---------- Supplied data

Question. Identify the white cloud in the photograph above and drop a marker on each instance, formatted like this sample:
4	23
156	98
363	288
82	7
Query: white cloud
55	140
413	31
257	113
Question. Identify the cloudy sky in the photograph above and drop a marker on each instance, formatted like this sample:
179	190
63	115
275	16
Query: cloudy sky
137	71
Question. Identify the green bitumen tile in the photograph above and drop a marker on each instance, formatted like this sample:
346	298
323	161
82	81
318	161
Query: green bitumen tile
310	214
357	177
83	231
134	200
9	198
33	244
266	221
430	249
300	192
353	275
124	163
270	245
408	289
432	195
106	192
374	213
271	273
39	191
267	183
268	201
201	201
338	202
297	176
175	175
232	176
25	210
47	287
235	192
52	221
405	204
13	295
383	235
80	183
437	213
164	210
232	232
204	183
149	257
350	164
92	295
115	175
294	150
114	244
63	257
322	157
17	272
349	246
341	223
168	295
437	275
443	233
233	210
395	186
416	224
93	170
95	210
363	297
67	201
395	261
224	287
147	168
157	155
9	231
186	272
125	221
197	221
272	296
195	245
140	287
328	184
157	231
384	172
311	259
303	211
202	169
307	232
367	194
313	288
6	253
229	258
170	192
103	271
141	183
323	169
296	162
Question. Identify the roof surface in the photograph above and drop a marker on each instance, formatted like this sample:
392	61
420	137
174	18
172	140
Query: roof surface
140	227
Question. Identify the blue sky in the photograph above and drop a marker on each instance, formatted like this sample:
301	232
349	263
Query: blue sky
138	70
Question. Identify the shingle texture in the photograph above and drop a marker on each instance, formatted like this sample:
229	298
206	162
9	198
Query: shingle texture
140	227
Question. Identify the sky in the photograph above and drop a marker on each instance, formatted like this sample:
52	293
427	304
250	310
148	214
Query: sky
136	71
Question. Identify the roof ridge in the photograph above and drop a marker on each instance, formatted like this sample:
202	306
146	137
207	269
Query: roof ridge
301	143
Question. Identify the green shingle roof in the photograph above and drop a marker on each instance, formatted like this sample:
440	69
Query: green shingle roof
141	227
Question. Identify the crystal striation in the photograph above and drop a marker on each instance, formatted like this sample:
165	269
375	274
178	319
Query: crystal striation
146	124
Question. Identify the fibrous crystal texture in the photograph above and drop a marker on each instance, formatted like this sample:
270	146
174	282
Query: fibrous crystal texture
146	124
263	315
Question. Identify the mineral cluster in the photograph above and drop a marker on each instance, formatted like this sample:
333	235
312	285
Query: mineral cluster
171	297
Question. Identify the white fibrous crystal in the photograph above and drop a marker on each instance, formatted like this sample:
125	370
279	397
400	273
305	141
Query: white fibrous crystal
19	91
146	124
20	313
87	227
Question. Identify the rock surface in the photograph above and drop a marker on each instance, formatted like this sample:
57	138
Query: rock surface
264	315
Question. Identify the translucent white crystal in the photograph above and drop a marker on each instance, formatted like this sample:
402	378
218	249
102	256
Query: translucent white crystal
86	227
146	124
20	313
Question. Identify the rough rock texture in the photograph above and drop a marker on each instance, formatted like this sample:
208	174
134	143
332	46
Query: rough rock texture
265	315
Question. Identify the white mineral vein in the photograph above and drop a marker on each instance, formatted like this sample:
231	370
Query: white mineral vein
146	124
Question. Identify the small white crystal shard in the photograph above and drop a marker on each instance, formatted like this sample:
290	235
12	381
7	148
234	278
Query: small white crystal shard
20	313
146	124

--------------------

Exercise aim
Copy every one of these records above verbatim.

Output of the task
Question. Identify the white cloud in the photograph above and drop a marker on each instance, formatted like this sample:
4	23
156	98
363	288
82	7
Query: white cloud
55	140
413	31
257	113
Question. Identify the cloudy sky in the photograph above and drop a marker on each instance, formatted like this sample:
179	190
63	115
275	16
Query: cloudy sky
137	71
Question. Identify the green bitumen tile in the photograph above and drop a marker on each instance, formatted like this sample:
346	298
323	161
82	81
318	161
Query: green bitumen tile
310	214
357	177
83	231
134	200
9	198
33	244
266	221
430	249
300	192
353	275
124	163
270	245
408	289
432	195
106	192
374	213
271	273
39	191
267	183
268	201
201	201
338	202
297	176
175	175
232	176
25	210
47	287
235	192
52	221
405	204
13	295
383	235
80	183
437	213
164	210
232	232
204	183
149	257
350	164
92	295
115	175
294	150
114	244
63	257
322	157
17	272
349	246
341	223
168	295
437	275
443	233
233	210
395	186
416	224
93	170
95	210
363	297
67	201
395	261
224	287
147	168
157	155
9	231
186	272
125	221
197	221
272	296
195	245
140	287
328	184
157	231
384	172
311	259
303	211
202	169
307	232
367	194
313	288
6	253
229	258
170	192
103	271
141	183
323	169
296	162
Question. Identify the roof surface in the photograph above and drop a marker on each instance, formatted like this sample:
392	61
420	137
174	18
172	140
Query: roof surface
140	227
Question. Identify the blue sky in the photograph above and drop a marker on each instance, formatted like this sample:
301	232
349	263
Query: blue sky
138	70
Question. Identify the shingle texture in the photograph above and drop a marker on each instance, formatted like this sample:
229	298
206	162
9	198
Query: shingle texture
140	227
Question. Identify the sky in the photograph above and drop a marker on each instance, formatted like this sample:
52	293
427	304
250	310
148	214
Query: sky
136	71
Question. Identify the roof ridge in the photograph above and drop a marker on each instance, formatted like this sample:
202	306
146	137
207	269
Query: roof ridge
301	143
Question. Identify the green shingle roof in the photograph above and drop a marker on each instance, formatted like this sample:
440	69
Query: green shingle roof
141	227
Question. Identify the crystal striation in the photograph above and drop a marker on each instance, formatted like this sample:
165	269
375	274
178	319
Query: crystal striation
146	124
Question. Identify the fibrous crystal texture in the photograph above and drop a marker on each instance, formatted like this sample:
270	146
174	282
Query: fibrous crystal texture
146	124
263	315
Question. Identify the mineral cluster in the photograph above and drop a marker on each instance, formatted like this sample:
333	235
312	285
Query: mineral cluster
171	297
Question. Identify the white fibrous crystal in the photograph above and drop a marker on each instance, formatted like this sample:
125	370
279	397
400	273
305	141
Query: white fibrous crystal
19	91
146	124
20	313
87	227
Question. Identify the rock surface in the photograph above and drop a marker on each instance, formatted like this sample:
57	138
Query: rock surface
264	315
Question. Identify the translucent white crystal in the photograph above and drop a marker on each instance, formatted like this sample:
402	378
218	249
102	256
Query: translucent white crystal
86	227
146	124
20	313
Question. Identify the rough rock texture in the photograph above and drop a marker on each instance, formatted like this sample:
208	174
134	143
332	46
Query: rough rock texture
265	315
Question. Identify the white mineral vein in the photograph above and drop a marker on each instance, formatted like this sample:
231	370
Query: white mineral vein
146	124
Question. Identify the small white crystal shard in the photograph above and drop a marker on each instance, formatted like this sample:
290	235
12	381
7	148
234	278
Query: small white crystal shard
20	313
146	124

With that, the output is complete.